### Task item
Reproduce verbatim only the line that holds "per = instance, a single point" and the lines that follow it to the end of the listing.

=-=-=

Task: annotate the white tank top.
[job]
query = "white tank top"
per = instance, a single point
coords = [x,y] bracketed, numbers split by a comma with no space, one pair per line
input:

=-=-=

### Answer section
per = instance, a single point
coords = [x,y] bracketed, numbers split by a comma with no space, one pair per line
input:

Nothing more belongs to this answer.